To be done: Without the images, write out all of the following entries exactly.

[START OF Provided records]

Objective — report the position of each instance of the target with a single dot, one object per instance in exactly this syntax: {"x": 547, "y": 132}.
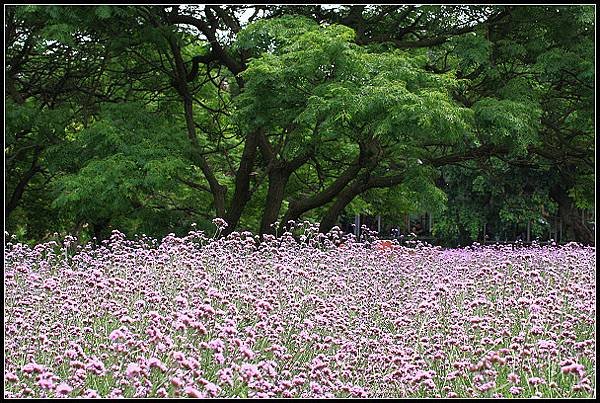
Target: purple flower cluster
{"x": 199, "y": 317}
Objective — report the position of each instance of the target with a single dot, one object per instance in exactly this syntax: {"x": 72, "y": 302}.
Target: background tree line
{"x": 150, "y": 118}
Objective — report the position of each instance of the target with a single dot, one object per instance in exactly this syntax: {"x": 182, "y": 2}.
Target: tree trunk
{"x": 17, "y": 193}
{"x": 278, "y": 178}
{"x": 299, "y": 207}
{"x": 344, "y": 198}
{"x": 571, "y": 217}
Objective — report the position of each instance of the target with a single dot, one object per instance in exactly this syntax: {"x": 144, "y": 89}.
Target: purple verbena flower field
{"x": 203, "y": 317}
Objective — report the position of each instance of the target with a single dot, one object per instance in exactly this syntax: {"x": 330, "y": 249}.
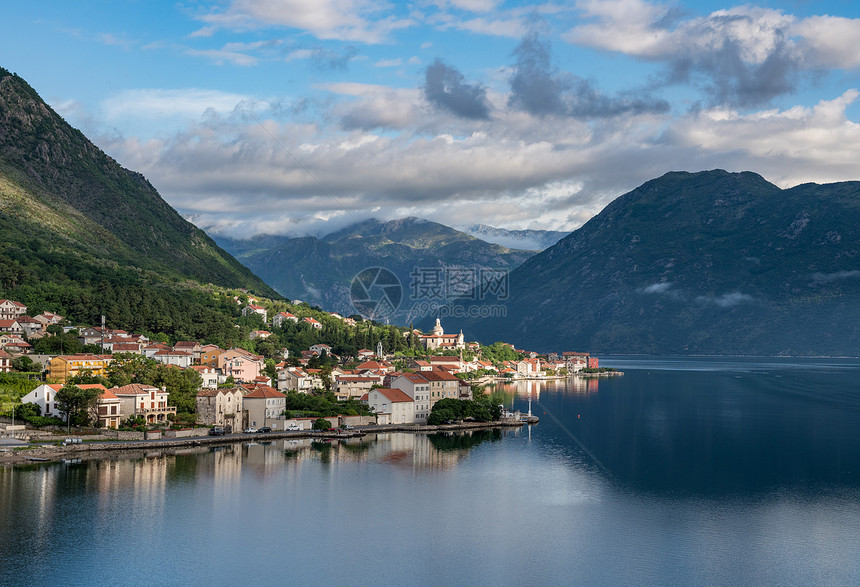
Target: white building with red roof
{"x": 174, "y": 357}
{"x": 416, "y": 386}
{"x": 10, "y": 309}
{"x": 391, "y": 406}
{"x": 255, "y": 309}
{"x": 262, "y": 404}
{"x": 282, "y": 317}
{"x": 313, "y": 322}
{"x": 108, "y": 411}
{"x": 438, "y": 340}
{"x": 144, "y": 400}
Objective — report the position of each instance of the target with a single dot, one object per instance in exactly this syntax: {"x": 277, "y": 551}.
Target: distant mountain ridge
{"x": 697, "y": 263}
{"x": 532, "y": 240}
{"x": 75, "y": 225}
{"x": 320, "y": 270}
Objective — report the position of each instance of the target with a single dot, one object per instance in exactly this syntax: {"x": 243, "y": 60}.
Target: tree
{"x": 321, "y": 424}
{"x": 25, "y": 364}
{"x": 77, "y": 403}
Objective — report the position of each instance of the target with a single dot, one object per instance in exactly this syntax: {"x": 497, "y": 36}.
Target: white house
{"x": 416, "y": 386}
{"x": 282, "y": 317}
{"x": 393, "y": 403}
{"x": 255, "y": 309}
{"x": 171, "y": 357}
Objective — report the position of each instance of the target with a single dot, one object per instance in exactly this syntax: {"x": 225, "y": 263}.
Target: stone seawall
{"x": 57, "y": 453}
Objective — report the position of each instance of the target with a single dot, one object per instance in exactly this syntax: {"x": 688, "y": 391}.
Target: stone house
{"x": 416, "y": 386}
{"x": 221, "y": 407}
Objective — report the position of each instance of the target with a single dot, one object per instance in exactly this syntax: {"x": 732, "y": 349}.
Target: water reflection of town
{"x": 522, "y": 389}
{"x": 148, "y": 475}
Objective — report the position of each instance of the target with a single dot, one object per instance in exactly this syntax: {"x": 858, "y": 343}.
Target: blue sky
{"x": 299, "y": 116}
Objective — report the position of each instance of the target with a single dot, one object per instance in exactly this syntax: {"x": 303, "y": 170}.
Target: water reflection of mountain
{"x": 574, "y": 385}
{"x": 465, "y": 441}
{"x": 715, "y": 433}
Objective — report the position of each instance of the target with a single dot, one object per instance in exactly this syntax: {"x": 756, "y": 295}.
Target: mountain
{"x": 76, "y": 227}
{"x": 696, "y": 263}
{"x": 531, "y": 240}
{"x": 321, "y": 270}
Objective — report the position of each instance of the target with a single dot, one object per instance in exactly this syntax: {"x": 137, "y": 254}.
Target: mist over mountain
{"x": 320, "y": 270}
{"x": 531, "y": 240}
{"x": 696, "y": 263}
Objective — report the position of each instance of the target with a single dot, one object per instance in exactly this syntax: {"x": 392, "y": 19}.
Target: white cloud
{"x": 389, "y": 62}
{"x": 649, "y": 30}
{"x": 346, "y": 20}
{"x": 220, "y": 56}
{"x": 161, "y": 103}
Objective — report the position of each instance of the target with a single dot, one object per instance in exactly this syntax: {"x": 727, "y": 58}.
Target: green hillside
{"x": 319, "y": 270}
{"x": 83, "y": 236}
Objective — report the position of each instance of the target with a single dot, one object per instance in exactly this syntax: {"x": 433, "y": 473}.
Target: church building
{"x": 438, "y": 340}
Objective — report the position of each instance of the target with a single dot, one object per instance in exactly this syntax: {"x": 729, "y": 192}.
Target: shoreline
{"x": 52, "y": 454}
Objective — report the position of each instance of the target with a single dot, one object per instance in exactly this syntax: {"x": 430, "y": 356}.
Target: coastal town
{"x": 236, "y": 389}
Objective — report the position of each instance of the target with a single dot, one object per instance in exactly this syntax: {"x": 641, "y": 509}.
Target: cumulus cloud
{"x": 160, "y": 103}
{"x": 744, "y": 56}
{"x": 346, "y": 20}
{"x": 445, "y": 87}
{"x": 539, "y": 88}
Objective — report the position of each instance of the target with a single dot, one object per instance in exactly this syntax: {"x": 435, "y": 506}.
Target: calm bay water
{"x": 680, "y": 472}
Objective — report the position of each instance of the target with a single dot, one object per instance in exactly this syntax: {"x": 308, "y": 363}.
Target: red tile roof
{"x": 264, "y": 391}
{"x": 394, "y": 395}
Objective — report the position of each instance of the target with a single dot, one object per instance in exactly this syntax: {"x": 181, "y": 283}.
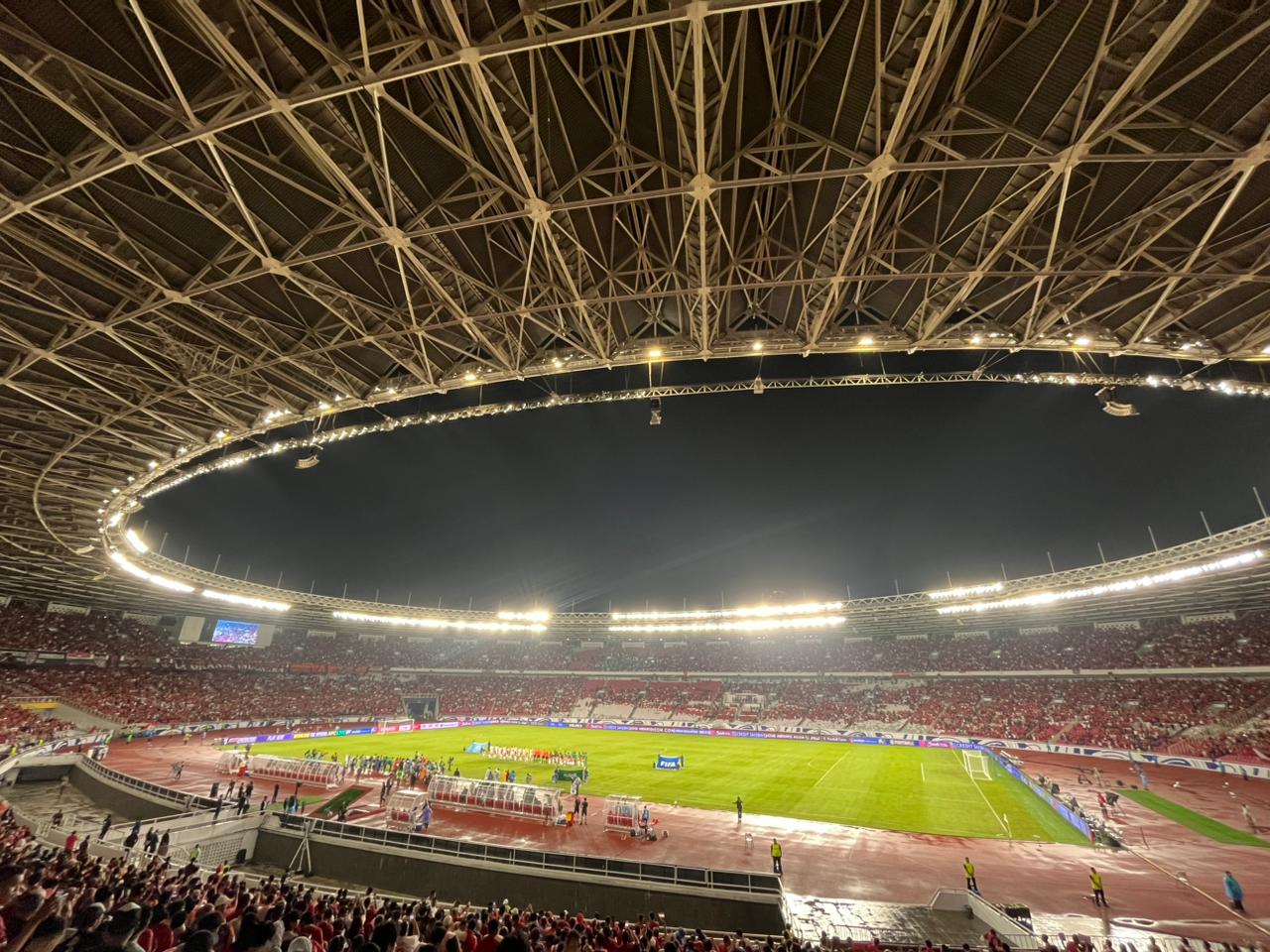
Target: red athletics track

[END OF Provided records]

Answer to the exercise:
Objective — report the position of each instance of the target with a single dot, one object per instance in exactly this syntax: {"x": 547, "y": 132}.
Target: purple flower cluster
{"x": 199, "y": 317}
Objective — report the position of each instance of the target with a single dot, one object per instance in exactly this syntax: {"x": 72, "y": 302}.
Target: background tree line
{"x": 150, "y": 118}
Objective — report the position of each instance of the target with a single dot, one object per instance in exactly this syntax: {"x": 182, "y": 2}.
Target: tree trunk
{"x": 17, "y": 193}
{"x": 278, "y": 178}
{"x": 299, "y": 207}
{"x": 344, "y": 198}
{"x": 571, "y": 217}
Objective — report the position of each instance of the target with a single dot, one object per instance in exactly this syntax: {"x": 144, "y": 89}.
Target: purple verbena flower field
{"x": 203, "y": 317}
Objective — report the position of each instance of the target with a single dot, one object per instance in exactly this syntax: {"x": 330, "y": 249}.
Target: white building with red roof
{"x": 174, "y": 357}
{"x": 416, "y": 386}
{"x": 10, "y": 309}
{"x": 391, "y": 406}
{"x": 255, "y": 309}
{"x": 262, "y": 404}
{"x": 282, "y": 317}
{"x": 313, "y": 322}
{"x": 108, "y": 411}
{"x": 438, "y": 340}
{"x": 144, "y": 400}
Objective — report the position of each instance of the target with a single dot, one object per instance in exactly this syntax: {"x": 277, "y": 551}.
Target: distant mountain ridge
{"x": 697, "y": 263}
{"x": 532, "y": 240}
{"x": 75, "y": 225}
{"x": 320, "y": 270}
Objective — report the position of each instance of the target with a single dot, one object per instance in exactly this syntax: {"x": 243, "y": 60}.
Target: tree
{"x": 321, "y": 424}
{"x": 25, "y": 364}
{"x": 77, "y": 403}
Objective — report the position of each instance of the target with a single dot, one object per instance in exactly this syntax: {"x": 497, "y": 36}.
Target: white house
{"x": 416, "y": 386}
{"x": 282, "y": 317}
{"x": 393, "y": 403}
{"x": 255, "y": 309}
{"x": 171, "y": 357}
Objective — report the position of each instance of the target with a single dot, one object per instance in exactly this syntax: {"x": 225, "y": 263}.
Target: stone seawall
{"x": 57, "y": 453}
Objective — report the position of each instance of the target with a single dot, one object per instance in exactly this syntax: {"x": 688, "y": 391}.
Target: stone house
{"x": 416, "y": 386}
{"x": 221, "y": 407}
Objective — report the position of each instance of the target with a single dot, one object per instance in exactly this syntax: {"x": 732, "y": 349}.
Target: water reflection of town
{"x": 522, "y": 389}
{"x": 148, "y": 475}
Objective — report the position of each instance of the target with a single dot, one object per instance in exactly this syntax: {"x": 858, "y": 343}.
Target: blue sky
{"x": 299, "y": 116}
Objective — report the position of each instance of the target with a single dot, one object per instance in exactly this syntax: {"x": 303, "y": 170}.
Target: water reflection of mountain
{"x": 574, "y": 385}
{"x": 465, "y": 441}
{"x": 715, "y": 433}
Objective — report the position of each instance of the target with a single dot, one object per instance in exactly this syntax: {"x": 756, "y": 295}.
Target: mountain
{"x": 76, "y": 227}
{"x": 696, "y": 263}
{"x": 531, "y": 240}
{"x": 321, "y": 270}
Objective — report the position of each instance of the target with a single dot, one object per instance in exactly this syntax: {"x": 137, "y": 254}.
Target: mist over mountain
{"x": 320, "y": 270}
{"x": 531, "y": 240}
{"x": 696, "y": 263}
Objective — report the position of each instance of the target with a single dot, one object per instance in exactly this syntax: {"x": 392, "y": 19}.
Target: white cloud
{"x": 389, "y": 62}
{"x": 649, "y": 30}
{"x": 346, "y": 20}
{"x": 220, "y": 56}
{"x": 161, "y": 103}
Objective — report the position of each instance of the target with a single dot, one object per instance in exactly this syntax: {"x": 727, "y": 58}.
Target: green hillside
{"x": 319, "y": 270}
{"x": 83, "y": 236}
Objective — report the position of each instance of the target with a single dot, one object per instance in exactly this syntax: {"x": 433, "y": 473}.
Target: church building
{"x": 438, "y": 340}
Objective — report the position of each instance of the target with a single dot, one object per instance in exactly this syntax: {"x": 729, "y": 192}.
Target: shoreline
{"x": 52, "y": 454}
Objective — report the position of each instance of the target with a single dot, one object per instance in exactly this syntax: {"x": 430, "y": 356}.
Target: coastal town
{"x": 236, "y": 389}
Objective — report the position of each instance of the target with a single dot, one object per instance in exactly this syntax: {"x": 641, "y": 509}.
Target: cumulus cloud
{"x": 160, "y": 103}
{"x": 744, "y": 56}
{"x": 346, "y": 20}
{"x": 445, "y": 87}
{"x": 539, "y": 88}
Objective — report the position of each instance of the target with a single dot, one object per instance in exactly this syntax: {"x": 435, "y": 506}.
Target: calm bay water
{"x": 680, "y": 472}
Objective — report the position of each instance of the target with a single dot, one object per instance in exactly this syntax: {"x": 308, "y": 363}.
Target: red tile roof
{"x": 264, "y": 391}
{"x": 394, "y": 395}
Objective — report the position of each instance of the target with a single dot, one object per instance in exactly this syntax: {"x": 181, "y": 283}.
Target: red athletics track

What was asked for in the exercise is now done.